- To be done: Print everything in the post on diffing two lists below, from "public class Diff<T>" down to "element in results.Deletions)".

- Excerpt to read:

Monthly Archives: December 2009
Diff – Part 2

In Part 1 of this series, I created a basic class that would find differences between two versions of the same list. I’ve made some improvements to the original implementation that I’d like to share.

To begin with, I read this post on the difference between the Any() and Count() extension methods. While List<T> does implement ICollection, I wanted to change the structure of DiffResult<T> so that if I decide to change the datatype of Additions, Deletions, and Modifications, the IsEmpty property will be more efficient. To that end, I changed IsEmpty as follows:

public bool IsEmpty
{
    get { return !this.HasChanges;  }   
}

public bool HasChanges
{
    get { return this.Additions.Any()
                 || this.Deletions.Any()
                 || this.Modifications.Any(); }
}

The next thing I wanted to be able to do is automatically synchronize changes from the newlist back to the oldlist. Here is the unit test:

[Test]
public void ResolveChangesBetweenTwoLists()
{
    // Arrange: Declare any variables or set up any conditions
    //          required by your test.
    var newVersion = new List<Entity>();
    var oldVersion = new List<Entity>();

    var identityComparer = new EntityIdentityComparer();
    var modificationComparer = new EntityEqualityComparer();

    var diff = new Diff<Entity>(identityComparer, modificationComparer);

    newVersion.Add(new Entity() { Id = 1, Name = "One"}); // addition
    newVersion.Add(new Entity() {Id =2, Name="2"}); // modification

    oldVersion.Add(new Entity() { Id = 2, Name = "Two"}); // modification
    oldVersion.Add(new Entity() { Id=3, Name="Three"}); // deletion

    // Act:     Perform the activity under test.
    diff.Resolve(newVersion, oldVersion);
    var result = diff.Execute(newVersion, oldVersion);

    // Assert:  Verify that the activity under test had the
    //          expected results
    Assert.IsTrue(result.IsEmpty); // all changes should have been resolved.
}

My first stab at the implementation is as follows:

public class Diff<T>
{
    public void Resolve(IList<T> newVersion, IList<T> oldVersion)
    {
        var results = this.Execute(newVersion, oldVersion);

        foreach (var element in results.Deletions)
            oldVersion.Remove(element);

        foreach (var element in results.Additions)

- Provided information:

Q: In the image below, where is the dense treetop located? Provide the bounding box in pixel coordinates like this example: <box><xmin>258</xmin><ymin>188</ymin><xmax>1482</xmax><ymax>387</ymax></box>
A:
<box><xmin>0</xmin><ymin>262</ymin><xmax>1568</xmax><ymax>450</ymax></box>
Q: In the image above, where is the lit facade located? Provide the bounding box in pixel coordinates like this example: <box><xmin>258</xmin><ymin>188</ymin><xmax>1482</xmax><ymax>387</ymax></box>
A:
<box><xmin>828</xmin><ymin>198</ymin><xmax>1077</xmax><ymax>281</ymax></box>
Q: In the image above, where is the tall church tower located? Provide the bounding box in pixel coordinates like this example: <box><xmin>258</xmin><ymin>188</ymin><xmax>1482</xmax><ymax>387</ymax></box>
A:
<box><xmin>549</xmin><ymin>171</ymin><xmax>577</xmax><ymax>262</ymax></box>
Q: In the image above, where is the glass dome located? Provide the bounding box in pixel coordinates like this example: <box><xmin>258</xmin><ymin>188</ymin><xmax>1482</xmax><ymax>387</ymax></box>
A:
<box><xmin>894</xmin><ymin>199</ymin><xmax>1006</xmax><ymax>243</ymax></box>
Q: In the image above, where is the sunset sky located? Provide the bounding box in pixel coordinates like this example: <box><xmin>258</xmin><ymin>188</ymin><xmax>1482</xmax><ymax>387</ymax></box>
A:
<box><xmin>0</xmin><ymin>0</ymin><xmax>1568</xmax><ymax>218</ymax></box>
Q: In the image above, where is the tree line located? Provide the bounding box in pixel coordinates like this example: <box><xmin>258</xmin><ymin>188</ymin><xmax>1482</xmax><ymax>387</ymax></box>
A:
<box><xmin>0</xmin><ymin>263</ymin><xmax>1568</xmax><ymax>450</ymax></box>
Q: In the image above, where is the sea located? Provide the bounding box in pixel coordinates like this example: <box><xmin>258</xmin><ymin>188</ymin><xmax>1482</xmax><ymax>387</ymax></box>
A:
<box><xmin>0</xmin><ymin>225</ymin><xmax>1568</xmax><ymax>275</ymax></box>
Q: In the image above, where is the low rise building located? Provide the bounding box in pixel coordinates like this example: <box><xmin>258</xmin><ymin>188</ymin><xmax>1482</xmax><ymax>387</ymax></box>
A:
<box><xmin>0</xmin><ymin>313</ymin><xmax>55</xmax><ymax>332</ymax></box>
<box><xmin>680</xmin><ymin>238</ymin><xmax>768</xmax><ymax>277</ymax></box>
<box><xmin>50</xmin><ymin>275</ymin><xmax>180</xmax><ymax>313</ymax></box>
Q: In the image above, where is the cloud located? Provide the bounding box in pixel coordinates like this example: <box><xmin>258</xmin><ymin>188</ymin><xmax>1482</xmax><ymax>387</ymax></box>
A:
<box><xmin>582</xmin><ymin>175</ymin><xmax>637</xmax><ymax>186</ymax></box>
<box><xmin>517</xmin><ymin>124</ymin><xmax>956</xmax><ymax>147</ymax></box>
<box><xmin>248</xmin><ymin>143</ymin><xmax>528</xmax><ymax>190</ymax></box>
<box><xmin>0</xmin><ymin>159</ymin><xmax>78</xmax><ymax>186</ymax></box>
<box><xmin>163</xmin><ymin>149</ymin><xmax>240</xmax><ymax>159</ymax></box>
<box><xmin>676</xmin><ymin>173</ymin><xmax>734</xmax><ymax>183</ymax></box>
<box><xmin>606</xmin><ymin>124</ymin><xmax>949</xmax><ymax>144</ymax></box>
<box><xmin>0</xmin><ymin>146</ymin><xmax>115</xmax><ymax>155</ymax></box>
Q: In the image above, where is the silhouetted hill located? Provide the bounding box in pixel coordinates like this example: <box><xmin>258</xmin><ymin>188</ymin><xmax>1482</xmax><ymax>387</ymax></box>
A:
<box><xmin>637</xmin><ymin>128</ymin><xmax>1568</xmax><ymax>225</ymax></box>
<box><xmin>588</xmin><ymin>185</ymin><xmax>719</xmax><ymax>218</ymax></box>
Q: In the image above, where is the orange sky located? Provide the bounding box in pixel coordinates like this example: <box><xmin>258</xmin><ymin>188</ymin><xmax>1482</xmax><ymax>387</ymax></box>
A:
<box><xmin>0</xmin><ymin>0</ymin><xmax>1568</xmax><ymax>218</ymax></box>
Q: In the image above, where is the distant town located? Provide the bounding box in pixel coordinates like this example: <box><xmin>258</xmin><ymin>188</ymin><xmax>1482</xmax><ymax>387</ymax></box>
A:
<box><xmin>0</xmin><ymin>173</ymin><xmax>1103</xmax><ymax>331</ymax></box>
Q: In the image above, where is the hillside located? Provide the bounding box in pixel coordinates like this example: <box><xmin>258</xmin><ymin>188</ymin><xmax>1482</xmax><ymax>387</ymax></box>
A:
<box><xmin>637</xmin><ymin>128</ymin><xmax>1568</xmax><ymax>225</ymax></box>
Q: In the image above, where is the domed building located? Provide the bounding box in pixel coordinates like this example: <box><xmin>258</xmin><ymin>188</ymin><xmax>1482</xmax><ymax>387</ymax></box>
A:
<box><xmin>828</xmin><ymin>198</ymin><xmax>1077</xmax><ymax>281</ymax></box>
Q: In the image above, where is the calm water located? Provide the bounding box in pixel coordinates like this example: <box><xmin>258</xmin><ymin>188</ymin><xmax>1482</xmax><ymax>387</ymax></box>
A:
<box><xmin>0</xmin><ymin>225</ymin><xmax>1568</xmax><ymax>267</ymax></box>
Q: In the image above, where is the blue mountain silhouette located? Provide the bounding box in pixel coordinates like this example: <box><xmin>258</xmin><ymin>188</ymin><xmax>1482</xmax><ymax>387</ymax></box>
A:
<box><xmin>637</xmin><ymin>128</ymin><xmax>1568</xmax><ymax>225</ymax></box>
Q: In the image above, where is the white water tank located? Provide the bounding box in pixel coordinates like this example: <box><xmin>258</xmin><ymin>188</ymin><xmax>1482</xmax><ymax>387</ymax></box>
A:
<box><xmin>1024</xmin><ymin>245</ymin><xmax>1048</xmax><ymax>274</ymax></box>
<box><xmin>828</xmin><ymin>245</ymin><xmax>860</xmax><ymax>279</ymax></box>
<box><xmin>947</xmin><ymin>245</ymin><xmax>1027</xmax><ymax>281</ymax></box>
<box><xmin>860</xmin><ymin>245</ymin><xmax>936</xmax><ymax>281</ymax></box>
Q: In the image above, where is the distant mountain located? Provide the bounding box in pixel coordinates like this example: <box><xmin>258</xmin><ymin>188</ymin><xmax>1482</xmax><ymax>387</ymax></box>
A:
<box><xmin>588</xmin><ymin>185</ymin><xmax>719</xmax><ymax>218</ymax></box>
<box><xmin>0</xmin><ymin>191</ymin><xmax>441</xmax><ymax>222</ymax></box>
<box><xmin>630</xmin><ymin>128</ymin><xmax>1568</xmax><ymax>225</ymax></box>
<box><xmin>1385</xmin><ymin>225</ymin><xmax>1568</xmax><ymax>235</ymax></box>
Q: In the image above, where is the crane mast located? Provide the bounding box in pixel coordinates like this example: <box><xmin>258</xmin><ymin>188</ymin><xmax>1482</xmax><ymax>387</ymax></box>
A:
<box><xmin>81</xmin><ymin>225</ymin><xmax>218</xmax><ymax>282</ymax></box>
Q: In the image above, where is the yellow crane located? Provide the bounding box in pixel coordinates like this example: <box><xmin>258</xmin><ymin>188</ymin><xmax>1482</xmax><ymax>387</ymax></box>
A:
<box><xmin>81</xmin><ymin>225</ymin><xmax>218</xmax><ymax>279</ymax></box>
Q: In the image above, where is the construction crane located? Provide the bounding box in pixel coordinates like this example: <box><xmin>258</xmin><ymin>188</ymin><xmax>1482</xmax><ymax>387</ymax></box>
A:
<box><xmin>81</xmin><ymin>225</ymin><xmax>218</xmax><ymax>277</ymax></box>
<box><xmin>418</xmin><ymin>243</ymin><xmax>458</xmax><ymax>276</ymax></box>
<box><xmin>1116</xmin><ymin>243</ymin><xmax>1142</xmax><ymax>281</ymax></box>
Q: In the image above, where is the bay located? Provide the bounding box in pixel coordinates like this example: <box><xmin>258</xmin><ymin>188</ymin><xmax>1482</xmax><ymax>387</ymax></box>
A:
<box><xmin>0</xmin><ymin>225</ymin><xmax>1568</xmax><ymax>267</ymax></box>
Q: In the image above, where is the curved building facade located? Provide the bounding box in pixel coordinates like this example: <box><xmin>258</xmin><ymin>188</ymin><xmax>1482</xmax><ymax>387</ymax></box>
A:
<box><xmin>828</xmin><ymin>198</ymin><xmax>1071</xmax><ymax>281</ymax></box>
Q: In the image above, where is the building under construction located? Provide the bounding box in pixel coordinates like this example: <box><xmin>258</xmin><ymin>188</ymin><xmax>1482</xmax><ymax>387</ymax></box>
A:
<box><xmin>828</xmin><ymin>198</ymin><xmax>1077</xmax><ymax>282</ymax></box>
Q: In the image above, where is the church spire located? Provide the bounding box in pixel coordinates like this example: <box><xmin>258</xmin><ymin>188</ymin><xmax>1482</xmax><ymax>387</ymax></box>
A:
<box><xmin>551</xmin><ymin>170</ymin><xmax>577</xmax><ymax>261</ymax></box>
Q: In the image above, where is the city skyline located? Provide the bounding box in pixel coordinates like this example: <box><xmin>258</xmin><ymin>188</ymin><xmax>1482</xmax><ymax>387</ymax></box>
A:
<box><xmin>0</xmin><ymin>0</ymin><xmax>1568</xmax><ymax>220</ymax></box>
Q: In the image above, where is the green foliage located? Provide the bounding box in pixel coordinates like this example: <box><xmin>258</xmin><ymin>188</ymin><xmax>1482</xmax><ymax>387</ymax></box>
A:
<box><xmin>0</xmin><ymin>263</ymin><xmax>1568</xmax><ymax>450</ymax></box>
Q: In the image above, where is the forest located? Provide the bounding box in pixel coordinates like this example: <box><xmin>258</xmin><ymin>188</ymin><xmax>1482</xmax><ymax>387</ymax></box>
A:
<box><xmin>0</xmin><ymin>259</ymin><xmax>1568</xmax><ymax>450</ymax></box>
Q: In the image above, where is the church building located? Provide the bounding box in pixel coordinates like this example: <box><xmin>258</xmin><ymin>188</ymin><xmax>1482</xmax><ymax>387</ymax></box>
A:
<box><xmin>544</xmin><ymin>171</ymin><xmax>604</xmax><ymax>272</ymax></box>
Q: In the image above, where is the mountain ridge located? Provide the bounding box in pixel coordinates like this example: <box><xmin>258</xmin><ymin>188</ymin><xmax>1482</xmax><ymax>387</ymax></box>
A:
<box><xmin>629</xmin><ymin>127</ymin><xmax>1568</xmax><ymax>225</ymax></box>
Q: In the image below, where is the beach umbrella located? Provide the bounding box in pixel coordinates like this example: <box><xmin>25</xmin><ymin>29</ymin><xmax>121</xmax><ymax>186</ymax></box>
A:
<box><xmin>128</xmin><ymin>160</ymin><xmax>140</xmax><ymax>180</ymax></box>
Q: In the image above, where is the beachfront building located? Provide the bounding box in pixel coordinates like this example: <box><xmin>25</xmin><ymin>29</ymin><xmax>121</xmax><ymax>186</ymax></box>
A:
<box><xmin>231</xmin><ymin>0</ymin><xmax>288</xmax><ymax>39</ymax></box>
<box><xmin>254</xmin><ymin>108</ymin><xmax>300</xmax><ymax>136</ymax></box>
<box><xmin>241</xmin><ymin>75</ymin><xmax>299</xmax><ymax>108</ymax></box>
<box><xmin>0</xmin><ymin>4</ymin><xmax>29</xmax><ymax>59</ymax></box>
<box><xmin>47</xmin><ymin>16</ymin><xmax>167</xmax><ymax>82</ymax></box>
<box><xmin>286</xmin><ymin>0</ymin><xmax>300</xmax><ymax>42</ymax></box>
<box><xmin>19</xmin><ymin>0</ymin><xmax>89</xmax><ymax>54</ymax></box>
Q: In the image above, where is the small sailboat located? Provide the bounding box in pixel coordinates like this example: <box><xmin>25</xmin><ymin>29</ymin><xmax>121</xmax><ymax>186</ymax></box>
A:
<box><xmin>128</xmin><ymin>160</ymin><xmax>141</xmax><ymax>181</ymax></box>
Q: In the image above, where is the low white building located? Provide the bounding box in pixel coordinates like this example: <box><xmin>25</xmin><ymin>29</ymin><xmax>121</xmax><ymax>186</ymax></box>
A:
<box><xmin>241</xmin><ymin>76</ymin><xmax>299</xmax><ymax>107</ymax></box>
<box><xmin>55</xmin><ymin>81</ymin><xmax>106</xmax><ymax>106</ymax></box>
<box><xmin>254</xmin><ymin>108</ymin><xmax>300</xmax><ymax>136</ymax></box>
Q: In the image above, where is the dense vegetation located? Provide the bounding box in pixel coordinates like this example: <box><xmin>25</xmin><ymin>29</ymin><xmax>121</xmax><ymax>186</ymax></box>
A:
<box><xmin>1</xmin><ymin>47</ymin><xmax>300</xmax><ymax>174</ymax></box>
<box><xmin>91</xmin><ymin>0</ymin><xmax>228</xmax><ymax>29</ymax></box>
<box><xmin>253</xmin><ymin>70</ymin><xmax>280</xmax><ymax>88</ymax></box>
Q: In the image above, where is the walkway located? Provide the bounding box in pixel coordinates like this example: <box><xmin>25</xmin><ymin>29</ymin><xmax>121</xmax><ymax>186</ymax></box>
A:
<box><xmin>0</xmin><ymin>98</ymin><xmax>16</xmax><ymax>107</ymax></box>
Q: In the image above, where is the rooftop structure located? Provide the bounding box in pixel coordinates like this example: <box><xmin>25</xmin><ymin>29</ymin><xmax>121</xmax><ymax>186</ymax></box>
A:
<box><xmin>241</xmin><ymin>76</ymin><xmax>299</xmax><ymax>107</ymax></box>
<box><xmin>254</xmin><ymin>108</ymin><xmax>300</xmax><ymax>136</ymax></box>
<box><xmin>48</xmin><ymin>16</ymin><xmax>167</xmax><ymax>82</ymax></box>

- Result:
public class Diff<T>
{
    public void Resolve(IList<T> newVersion, IList<T> oldVersion)
    {
        var results = this.Execute(newVersion, oldVersion);

        foreach (var element in results.Deletions)